**Task**: List each person that the TV review below names by both first name and surname.

**Document extract**:
══════════
We have the power, of course. They're desperately looking for a long-term commitment, while we're happy to play the field. And they're doing all the talking too, which quite often means they end up trying too hard. So, how did things go with Heading Out, Sue Perkins' sitcom about a closeted gay vet?

First impressions weren't bad, though there may be people who don't feel quite the same way about the boldness of introducing your new series with a joke about feline euthanasia. Facing an owner who proposes homeopathic remedies for a cat that has been clipped by a car, Perkins' character, Sara, first tries tact. "Not a lot of quality of life there, is there?" she says, indicating the comatose animal. But when that fails she gets blunter: "Your cat is essentially a windsock!" she yells finally. If you get at all wound up about that old comedy/truth association you may have some doubts at this point. In what universe would a vet, however exasperated, say such a thing? Only the universe of sitcom, which isn't a place any really good comedy should be set.

It wasn't the last time that you found yourself wondering about the plausibility of plotting. There's an extended gag about the cat's corpse that not only requires you to suspend your disbelief but to hang it from the neck until it's dead. But more often than not the slightly wobbly construction is accompanied by sprightly writing. So while you don't for a moment believe Mark Heap as a disapproving pet cemetery owner, his lofty reply to Sara's request for a rush job is still funny: "We are not a drive-through crematorium, madam... We don't do take-aways." There's also a nice twist in Sara's male best friend – a furiously camp fuss-budget who isn't actually gay – and a promising turn from Steve Oram as Sara's work colleague. Not sure the chemistry is entirely right, but I'll definitely give it a second date.

My New Hand told the story of Britain's first hand transplant, a procedure that was once the exclusive prerogative of cheesy horror movies but will soon become routine, if Professor Simon Kay has anything to do with it. He appears rather touchy about the merits of this pioneering piece of surgery: "You've got to be a hard-hearted Jeremiah to say it's not worth the cost of a kidney transplant to do that. You've got to really have not much humanity about you, I think," he said – a surprisingly aggressive defence of a procedure that is very costly and will leave patients on a lifetime of immuno-suppressant drugs (some of which can have serious side effects).

The programme itself was – I'm sorry – a bit more even-handed, following a variety of candidates for transplant through to the first operation itself, including one who was bitterly disappointed that their blood chemistry made them ineligible and another who decided that she would be better off learning to live with what she called her "paw".

The operation itself was impressive – an eight-hour marathon that eventually left Mark with what looked as if it would be a functioning hand, provided neither his body nor his mind rejected it (both have happened). But then Professor Kay protested too much again: "I'm not collecting badges of dramatic surgery," he said, which, since you hadn't heard anyone else suggesting he was, left the question dangling rather than closing it off.
══════════
**Point localization data**:
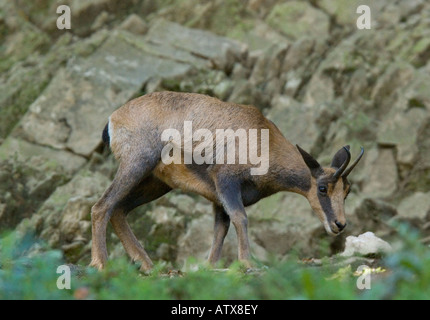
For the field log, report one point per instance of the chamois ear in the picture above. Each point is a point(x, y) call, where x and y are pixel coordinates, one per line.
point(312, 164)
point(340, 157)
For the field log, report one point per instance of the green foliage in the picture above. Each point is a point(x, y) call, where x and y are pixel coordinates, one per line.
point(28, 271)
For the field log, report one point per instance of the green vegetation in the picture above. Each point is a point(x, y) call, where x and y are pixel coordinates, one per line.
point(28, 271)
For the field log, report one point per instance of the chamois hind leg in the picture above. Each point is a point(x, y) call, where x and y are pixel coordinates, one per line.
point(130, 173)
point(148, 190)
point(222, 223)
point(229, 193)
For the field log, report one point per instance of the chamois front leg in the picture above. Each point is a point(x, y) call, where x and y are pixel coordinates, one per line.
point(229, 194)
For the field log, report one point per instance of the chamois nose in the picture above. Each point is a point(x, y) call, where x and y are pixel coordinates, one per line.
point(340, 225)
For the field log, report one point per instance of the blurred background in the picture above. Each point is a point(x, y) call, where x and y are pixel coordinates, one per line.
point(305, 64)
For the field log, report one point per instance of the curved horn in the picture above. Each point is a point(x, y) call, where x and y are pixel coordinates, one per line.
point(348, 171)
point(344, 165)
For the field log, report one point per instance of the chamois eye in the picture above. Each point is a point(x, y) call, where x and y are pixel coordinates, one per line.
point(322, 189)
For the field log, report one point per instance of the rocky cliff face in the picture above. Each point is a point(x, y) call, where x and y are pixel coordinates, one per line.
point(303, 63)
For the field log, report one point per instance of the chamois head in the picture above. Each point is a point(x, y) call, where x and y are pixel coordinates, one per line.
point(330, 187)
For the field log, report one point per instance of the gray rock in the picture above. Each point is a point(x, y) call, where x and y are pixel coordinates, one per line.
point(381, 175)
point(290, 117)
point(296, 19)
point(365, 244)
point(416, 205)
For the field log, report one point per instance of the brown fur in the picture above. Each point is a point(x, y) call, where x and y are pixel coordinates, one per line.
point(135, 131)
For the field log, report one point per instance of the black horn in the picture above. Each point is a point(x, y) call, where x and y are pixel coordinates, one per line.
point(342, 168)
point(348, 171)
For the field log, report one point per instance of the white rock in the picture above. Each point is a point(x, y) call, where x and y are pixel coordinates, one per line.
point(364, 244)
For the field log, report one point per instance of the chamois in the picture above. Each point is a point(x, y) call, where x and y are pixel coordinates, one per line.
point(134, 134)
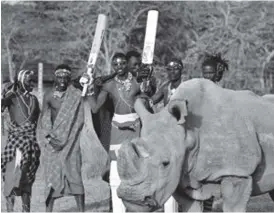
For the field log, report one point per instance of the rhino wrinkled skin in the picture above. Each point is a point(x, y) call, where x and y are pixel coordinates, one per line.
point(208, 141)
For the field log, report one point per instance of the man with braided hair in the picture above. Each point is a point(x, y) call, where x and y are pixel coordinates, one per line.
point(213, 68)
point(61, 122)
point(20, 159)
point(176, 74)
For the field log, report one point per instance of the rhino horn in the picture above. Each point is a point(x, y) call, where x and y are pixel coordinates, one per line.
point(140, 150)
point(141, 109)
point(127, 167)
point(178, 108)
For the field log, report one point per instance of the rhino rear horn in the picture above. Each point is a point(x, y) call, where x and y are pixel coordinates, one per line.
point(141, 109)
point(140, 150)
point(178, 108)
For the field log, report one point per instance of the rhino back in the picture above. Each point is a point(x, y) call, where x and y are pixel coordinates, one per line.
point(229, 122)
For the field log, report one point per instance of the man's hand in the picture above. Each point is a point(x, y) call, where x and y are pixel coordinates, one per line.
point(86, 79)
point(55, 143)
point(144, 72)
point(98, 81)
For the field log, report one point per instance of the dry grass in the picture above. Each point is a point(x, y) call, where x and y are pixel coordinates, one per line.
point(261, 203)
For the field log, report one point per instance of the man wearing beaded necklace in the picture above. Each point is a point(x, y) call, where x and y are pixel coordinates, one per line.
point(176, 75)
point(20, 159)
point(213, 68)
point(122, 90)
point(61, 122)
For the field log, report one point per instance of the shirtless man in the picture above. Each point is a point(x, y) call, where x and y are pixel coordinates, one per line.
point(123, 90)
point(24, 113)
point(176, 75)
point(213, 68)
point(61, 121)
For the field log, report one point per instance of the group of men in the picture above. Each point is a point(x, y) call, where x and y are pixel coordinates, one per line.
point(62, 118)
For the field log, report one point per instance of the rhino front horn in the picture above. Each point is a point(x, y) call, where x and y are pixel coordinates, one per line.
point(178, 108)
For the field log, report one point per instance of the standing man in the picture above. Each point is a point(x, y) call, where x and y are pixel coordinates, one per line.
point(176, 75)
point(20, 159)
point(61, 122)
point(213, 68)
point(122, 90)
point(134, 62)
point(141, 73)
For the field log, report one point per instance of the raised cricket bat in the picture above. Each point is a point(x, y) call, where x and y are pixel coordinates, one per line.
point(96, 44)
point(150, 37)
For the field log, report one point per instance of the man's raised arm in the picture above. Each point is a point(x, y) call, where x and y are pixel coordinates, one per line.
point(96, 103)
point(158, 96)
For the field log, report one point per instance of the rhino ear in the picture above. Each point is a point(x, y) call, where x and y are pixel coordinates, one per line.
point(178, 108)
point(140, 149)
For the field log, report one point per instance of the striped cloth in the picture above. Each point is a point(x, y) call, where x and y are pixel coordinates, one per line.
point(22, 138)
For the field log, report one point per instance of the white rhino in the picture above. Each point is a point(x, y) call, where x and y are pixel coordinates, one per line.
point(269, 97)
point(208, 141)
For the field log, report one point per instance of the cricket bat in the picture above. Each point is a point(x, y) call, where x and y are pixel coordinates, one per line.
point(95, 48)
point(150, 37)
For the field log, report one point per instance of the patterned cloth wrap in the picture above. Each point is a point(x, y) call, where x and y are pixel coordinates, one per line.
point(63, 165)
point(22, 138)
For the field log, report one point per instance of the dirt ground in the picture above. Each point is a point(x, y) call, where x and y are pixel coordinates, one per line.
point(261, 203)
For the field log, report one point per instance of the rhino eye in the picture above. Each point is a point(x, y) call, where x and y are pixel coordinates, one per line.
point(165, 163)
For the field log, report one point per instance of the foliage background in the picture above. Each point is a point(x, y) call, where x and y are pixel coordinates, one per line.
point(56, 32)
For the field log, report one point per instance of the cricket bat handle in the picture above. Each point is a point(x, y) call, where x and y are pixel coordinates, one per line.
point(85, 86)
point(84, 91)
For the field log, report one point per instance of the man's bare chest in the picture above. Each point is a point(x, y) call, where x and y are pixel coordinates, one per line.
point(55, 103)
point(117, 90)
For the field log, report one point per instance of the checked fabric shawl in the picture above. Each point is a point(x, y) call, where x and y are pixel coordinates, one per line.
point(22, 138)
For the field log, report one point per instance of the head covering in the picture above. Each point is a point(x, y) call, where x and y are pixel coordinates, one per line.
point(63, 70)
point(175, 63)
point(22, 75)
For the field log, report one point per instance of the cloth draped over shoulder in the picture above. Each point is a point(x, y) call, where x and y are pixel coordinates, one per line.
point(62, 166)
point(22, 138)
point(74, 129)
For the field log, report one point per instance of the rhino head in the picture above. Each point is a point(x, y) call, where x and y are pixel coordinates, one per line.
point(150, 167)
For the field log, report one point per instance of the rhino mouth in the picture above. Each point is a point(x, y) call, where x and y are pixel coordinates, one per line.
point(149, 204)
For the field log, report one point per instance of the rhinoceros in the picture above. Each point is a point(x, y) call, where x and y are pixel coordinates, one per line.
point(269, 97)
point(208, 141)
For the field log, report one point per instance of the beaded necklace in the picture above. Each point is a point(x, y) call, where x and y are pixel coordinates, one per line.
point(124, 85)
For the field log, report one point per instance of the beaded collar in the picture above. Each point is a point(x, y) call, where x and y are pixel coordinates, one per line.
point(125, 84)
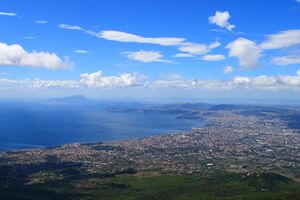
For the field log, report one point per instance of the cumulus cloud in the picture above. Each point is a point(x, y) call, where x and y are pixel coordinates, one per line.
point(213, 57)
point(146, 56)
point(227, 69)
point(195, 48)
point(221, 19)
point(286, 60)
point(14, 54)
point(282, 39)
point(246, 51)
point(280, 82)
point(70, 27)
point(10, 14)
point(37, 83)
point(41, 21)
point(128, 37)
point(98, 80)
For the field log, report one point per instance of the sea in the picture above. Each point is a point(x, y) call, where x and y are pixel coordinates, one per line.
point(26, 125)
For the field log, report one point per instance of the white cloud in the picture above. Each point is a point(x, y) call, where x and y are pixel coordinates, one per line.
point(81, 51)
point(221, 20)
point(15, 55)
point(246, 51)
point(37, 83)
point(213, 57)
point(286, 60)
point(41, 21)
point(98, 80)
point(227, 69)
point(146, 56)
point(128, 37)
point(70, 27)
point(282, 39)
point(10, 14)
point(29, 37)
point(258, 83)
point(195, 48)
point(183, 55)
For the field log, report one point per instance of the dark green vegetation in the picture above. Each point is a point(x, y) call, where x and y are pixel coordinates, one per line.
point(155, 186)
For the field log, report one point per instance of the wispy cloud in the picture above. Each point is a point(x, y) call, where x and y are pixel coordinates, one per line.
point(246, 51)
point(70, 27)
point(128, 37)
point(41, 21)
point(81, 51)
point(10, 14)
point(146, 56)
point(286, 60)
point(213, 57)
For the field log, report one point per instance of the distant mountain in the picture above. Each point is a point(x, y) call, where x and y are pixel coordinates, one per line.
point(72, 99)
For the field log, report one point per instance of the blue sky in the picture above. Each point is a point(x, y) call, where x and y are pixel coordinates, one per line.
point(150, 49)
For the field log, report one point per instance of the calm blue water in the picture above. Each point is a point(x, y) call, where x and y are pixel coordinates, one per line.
══════════
**Result of the exercise**:
Sue Perkins
Mark Heap
Steve Oram
Simon Kay